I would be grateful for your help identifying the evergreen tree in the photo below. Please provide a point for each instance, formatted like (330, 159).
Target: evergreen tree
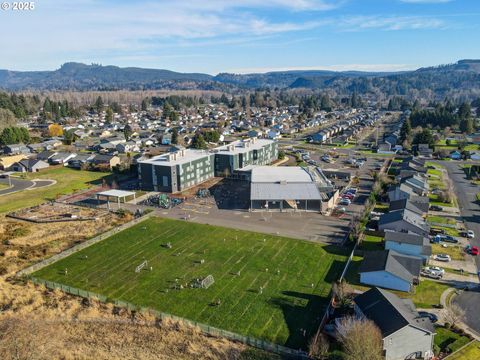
(466, 125)
(98, 105)
(144, 104)
(198, 142)
(406, 130)
(109, 115)
(127, 132)
(174, 137)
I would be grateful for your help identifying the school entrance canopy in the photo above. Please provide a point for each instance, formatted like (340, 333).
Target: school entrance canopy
(116, 194)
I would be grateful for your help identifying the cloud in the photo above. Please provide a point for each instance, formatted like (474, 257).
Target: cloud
(390, 23)
(426, 1)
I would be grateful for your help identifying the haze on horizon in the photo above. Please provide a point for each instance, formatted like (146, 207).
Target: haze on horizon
(242, 36)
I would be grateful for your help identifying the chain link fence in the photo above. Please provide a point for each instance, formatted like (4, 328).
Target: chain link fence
(207, 329)
(83, 245)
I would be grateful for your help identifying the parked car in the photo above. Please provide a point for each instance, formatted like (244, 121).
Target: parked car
(431, 275)
(345, 202)
(473, 251)
(435, 231)
(433, 318)
(442, 257)
(435, 269)
(448, 238)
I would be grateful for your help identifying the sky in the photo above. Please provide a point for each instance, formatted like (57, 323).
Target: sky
(241, 36)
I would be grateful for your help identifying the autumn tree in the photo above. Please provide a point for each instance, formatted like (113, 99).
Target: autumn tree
(55, 130)
(361, 339)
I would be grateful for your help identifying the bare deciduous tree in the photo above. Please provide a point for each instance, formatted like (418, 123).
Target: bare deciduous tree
(361, 339)
(453, 314)
(318, 347)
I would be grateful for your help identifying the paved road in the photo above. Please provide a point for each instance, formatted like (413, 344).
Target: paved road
(21, 184)
(17, 185)
(469, 302)
(467, 202)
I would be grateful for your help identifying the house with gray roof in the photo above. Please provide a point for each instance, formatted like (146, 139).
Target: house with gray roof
(404, 221)
(390, 269)
(408, 244)
(29, 165)
(417, 204)
(400, 191)
(405, 334)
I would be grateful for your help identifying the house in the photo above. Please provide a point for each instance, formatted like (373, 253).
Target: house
(408, 244)
(7, 161)
(424, 150)
(405, 334)
(61, 158)
(109, 161)
(166, 139)
(417, 204)
(385, 149)
(475, 156)
(45, 155)
(390, 269)
(400, 191)
(16, 149)
(456, 155)
(29, 165)
(78, 161)
(418, 183)
(403, 221)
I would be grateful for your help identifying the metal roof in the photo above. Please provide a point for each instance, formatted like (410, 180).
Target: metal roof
(116, 193)
(284, 191)
(276, 174)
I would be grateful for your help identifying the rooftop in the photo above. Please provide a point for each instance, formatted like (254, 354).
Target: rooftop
(176, 158)
(242, 146)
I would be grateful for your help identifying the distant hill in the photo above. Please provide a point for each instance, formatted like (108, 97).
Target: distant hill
(77, 76)
(461, 79)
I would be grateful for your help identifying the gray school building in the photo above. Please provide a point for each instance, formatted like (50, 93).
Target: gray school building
(243, 153)
(181, 170)
(174, 172)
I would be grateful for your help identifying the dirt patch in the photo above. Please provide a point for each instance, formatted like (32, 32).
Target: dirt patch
(37, 323)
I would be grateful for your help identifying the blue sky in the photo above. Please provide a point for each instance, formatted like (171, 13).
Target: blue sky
(241, 35)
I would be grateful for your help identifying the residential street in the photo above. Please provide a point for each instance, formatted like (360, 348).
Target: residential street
(466, 196)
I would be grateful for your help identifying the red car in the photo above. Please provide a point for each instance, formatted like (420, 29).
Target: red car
(474, 251)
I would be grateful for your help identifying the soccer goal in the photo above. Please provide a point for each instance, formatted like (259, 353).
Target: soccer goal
(207, 282)
(141, 266)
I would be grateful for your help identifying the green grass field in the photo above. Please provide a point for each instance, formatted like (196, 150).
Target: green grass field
(287, 304)
(68, 181)
(472, 351)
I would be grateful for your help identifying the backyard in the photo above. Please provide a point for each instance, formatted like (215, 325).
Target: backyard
(67, 181)
(265, 286)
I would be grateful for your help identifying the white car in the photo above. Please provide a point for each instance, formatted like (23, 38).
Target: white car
(435, 270)
(442, 257)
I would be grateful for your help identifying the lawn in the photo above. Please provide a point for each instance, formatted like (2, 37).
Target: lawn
(68, 181)
(456, 252)
(449, 341)
(296, 276)
(427, 293)
(371, 242)
(472, 351)
(441, 220)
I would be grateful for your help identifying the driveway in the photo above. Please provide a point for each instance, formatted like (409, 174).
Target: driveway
(467, 202)
(17, 185)
(469, 301)
(21, 184)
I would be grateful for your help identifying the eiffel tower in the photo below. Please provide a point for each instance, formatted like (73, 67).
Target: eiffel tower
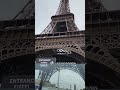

:: Task to complete ::
When you find the line that contains "I would be grateful for your help identifying the blue", retype it and every line after it through the end of the data above, exactly, with no pictures.

:: Written solution ::
I would be grateful for your help identifying the blue sky in the photo above. Please provide a point for each instance, formatted like (171, 13).
Target: blue sky
(241, 35)
I would be grateful for your help identifying the residential street in the photo above. Please provide a point for each instance, formatted like (360, 348).
Target: residential street
(466, 196)
I would be grateful for your help identifying the red car in the photo above. Please provide a point for each instance, formatted like (420, 29).
Target: red car
(474, 251)
I would be grateful for your help identifying the soccer goal in the photo above. Please provide a point for each instance, formatted like (259, 353).
Target: soccer goal
(207, 282)
(141, 266)
I would be grateful for your help identifying the green grass field in the photo above. Please provide a point for each instance, formatted like (196, 150).
Target: green grass field
(287, 304)
(68, 181)
(472, 351)
I would be grateful for your help identifying the backyard in the photo above. Please provide a point for each instance, formatted like (215, 325).
Target: backyard
(67, 181)
(265, 286)
I would be grateful for your help identifying the white car in the photo above. Please provide a point for each instance, formatted like (23, 38).
Target: white car
(435, 270)
(442, 257)
I would be grateful for your help identifying the lawn in the photo above. Please provide a point for each instance, formatted like (2, 37).
Target: lawn
(68, 181)
(456, 252)
(449, 341)
(296, 276)
(427, 293)
(371, 242)
(472, 351)
(441, 220)
I would be grateful for your help identifying the driveway in the photo above. Please provide a point for each instance, formatted like (409, 174).
Target: driveway
(467, 202)
(17, 185)
(469, 301)
(21, 184)
I would be grateful for your help identifying the eiffel tower in the photo below. Please provide a point for each instance, formatted like (73, 67).
Target: eiffel tower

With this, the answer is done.